_TASK OBJECTIVE_. Reproduce every item line from the line with "Exercise. Annotate the wooden signboard" up to and including the line with "x=969, y=391". Shift each x and y coordinate listed under "Found at:" up by 87, leaving the sample coordinates in the item text unchanged.

== PROVIDED ENTRIES ==

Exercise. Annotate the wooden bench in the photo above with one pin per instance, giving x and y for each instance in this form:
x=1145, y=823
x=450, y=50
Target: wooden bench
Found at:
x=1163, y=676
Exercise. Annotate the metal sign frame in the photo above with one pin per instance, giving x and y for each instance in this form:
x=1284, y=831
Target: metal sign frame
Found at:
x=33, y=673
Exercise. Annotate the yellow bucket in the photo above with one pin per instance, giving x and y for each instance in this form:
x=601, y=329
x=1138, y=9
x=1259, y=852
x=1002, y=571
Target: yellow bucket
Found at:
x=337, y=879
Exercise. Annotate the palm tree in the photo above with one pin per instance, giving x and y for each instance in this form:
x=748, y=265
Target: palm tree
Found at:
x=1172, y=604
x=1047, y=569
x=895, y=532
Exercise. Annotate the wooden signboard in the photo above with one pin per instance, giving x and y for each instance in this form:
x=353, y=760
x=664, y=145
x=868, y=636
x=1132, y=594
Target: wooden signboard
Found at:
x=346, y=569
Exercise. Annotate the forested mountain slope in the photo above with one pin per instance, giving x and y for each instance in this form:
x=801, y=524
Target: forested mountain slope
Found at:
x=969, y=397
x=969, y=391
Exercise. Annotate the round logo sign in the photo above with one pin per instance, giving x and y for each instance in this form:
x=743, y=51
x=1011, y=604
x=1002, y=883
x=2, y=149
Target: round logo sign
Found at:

===

_TASK SOLUTION_.
Exercise. Annotate the wooden signboard in the photo above with one pin per instance, giving x and y for each instance in this form:
x=353, y=760
x=664, y=145
x=868, y=636
x=1132, y=594
Target: wooden signboard
Found at:
x=433, y=656
Exercise. Annotate the forested mountain slope in the photo above with one pin per instance, giving x and y for each instance in this form:
x=801, y=524
Target: forested mountain slope
Found at:
x=1056, y=484
x=1056, y=478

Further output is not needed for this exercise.